Instructions to follow:
The entries below must be repeated exactly. None may be skipped.

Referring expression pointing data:

=== Begin Enclosure ===

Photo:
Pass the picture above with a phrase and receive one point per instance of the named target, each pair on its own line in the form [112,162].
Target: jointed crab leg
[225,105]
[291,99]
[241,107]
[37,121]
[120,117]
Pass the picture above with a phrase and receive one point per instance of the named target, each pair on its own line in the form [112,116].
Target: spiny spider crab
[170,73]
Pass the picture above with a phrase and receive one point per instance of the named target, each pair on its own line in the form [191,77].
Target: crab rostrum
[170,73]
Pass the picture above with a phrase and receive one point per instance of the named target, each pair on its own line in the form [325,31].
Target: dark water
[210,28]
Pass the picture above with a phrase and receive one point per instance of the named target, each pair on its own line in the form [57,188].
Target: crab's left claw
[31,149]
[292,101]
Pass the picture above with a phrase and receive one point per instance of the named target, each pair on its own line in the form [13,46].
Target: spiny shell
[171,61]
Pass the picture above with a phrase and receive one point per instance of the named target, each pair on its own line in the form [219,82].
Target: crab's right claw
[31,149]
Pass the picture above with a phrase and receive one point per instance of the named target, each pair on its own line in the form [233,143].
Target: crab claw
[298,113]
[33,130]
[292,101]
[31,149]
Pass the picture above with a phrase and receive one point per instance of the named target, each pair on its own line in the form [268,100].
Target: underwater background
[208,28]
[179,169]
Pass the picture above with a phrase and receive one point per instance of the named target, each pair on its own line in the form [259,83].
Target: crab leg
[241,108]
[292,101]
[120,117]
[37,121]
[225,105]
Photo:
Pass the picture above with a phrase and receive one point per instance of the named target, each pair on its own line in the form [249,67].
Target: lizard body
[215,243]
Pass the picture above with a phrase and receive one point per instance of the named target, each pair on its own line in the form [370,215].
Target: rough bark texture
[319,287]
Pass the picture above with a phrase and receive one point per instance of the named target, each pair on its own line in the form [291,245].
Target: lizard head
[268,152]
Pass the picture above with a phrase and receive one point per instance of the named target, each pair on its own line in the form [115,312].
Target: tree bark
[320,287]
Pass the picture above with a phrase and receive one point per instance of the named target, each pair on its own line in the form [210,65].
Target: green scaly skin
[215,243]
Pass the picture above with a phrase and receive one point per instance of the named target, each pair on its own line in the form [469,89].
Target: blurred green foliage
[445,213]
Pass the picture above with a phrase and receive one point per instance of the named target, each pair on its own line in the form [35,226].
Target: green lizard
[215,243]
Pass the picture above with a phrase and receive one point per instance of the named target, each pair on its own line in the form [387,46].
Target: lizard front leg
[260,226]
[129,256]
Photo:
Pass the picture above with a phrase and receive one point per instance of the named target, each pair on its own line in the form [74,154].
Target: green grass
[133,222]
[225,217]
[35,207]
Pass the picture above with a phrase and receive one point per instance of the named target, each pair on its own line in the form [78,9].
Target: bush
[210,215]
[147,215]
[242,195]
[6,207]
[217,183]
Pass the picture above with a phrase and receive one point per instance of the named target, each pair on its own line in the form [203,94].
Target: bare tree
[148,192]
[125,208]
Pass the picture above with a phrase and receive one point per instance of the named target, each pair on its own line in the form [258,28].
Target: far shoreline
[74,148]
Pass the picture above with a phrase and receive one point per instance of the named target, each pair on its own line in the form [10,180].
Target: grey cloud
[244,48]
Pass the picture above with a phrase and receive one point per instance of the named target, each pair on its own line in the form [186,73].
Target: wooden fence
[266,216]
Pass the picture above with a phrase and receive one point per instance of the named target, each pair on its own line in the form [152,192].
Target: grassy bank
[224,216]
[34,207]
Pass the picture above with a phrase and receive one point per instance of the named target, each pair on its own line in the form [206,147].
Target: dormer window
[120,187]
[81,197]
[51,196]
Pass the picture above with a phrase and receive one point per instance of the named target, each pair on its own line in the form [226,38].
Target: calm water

=== End Enclosure ===

Exercise solution:
Photo:
Pass the picture above with a phrase and receive one point per instance of the named target, each pair on its own line in the form [112,162].
Target: jointed crab leg
[225,105]
[291,99]
[241,107]
[37,121]
[120,117]
Pass the picture above with a phrase and receive one point per instance of the named target, each pair on its own line in the form [112,116].
Target: spiny spider crab
[170,73]
Pass the picture above with a phrase and receive one point per instance of the named target, each pair on its own line in the form [191,77].
Target: crab rostrum
[170,73]
Pass the picture above with a phrase and receive one point per instance of the named target, each pair on its own line in the form [325,31].
Target: dark water
[210,28]
Pass the picture above with a phrase and receive one point per instance of the named target, each pair on its own line in the form [57,188].
Target: crab's left claw
[31,149]
[292,101]
Pass the picture above with a phrase and receive one point per instance of the named target, each pair on its own line in the form [13,46].
Target: spiny shell
[171,61]
Pass the picture above with a phrase and receive one point per instance of the named target, each pair on its own line in the form [219,82].
Target: crab's right claw
[31,149]
Pass the picture above with a phrase and receive one point per instance of the named target, each pair on its own line in the form [233,143].
Target: crab claw
[298,113]
[33,130]
[292,101]
[31,149]
Pass the picture above with a phrase and receive one point per instance of the named target, each pair on its own line in the form [268,100].
Target: underwater background
[208,28]
[179,169]
Pass the picture above with a phrase and receive one point per instance of the named target, each pair on its own line in the form [259,83].
Target: crab leg
[241,108]
[292,101]
[120,117]
[37,121]
[225,105]
Photo:
Pass the picture above with a phrase and receive one point per instance of the named target, each pair on its own line in the form [249,67].
Target: lizard body
[215,243]
Pass the picture above with a phrase and receive one point per instance of the named target, each pair on its own line in the form [370,215].
Target: rough bark texture
[319,287]
Pass the picture above with a phrase and receive one point per instance of the named target, each pair on its own line in the form [291,245].
Target: lizard head
[268,152]
Pass the picture above with a phrase and receive one point per instance of the named target, each pair on its own line in the form [115,312].
Target: tree bark
[320,287]
Pass the picture above with a phrase and receive one point per instance of the named target, each pair on its own line in the form [210,65].
Target: green scaly skin
[215,243]
Pass the picture above with a phrase and receive one point per instance of the named target, each pair on its own line in the form [469,89].
Target: blurred green foliage
[445,213]
Pass the picture above with a phrase and receive one point per instance of the named target, each pair on its own line in the form [35,226].
Target: green lizard
[215,243]
Pass the picture above with a phrase and receive one point per instance of the named target, each pair on its own line in the form [387,46].
Target: lizard front leg
[260,226]
[129,256]
Photo:
Pass the picture above with a phrase and receive one point per instance of the named target, each pair on its own line in the form [74,154].
Target: green grass
[133,222]
[225,217]
[35,207]
Pass the picture above with a phrase and receive one point per instance of the named target, each pair on its own line in the form [78,9].
Target: bush
[210,215]
[147,215]
[242,195]
[6,207]
[217,183]
Pass the picture above with a phrase and receive one point per instance of the named target, each pair on its own line in the form [203,94].
Target: bare tree
[148,192]
[125,208]
Pass the picture above with a phrase and receive one point per instance of the named target, each pair on its own line in the form [258,28].
Target: far shoreline
[74,148]
Pass the picture above with a phrase and receive one point per instance of the named target, each pair on its own line in the form [10,180].
Target: grey cloud
[244,48]
Pass the picture above with a phrase and receive one point per instance of the named target, each pair on its own line in the form [186,73].
Target: wooden fence
[266,216]
Pass the picture above with a phrase and receive one point per instance of the named target, each pair on its own line in the form [152,192].
Target: grassy bank
[224,216]
[34,207]
Pass the picture above with a phrase and receive one point per instance of the named target, each pair on its own line in the form [206,147].
Target: dormer window
[120,187]
[81,197]
[51,196]
Pass the picture above with a phrase and receive one point per instance of the named target, each pair on its own line in the form [226,38].
Target: calm water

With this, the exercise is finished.